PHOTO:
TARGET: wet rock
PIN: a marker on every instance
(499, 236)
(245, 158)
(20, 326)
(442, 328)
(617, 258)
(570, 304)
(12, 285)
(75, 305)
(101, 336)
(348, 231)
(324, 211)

************

Convert the records above into a two-column CSV with the headers text and answer, one row per record. Enclose each field in double quotes and replace any line breaks within a field with spaces.

text,answer
"PHOTO: TARGET: wet rock PIN: a marker on every instance","(499, 236) (245, 158) (20, 326) (442, 328) (617, 258) (570, 304) (12, 285) (75, 305) (101, 336) (348, 231) (324, 211)"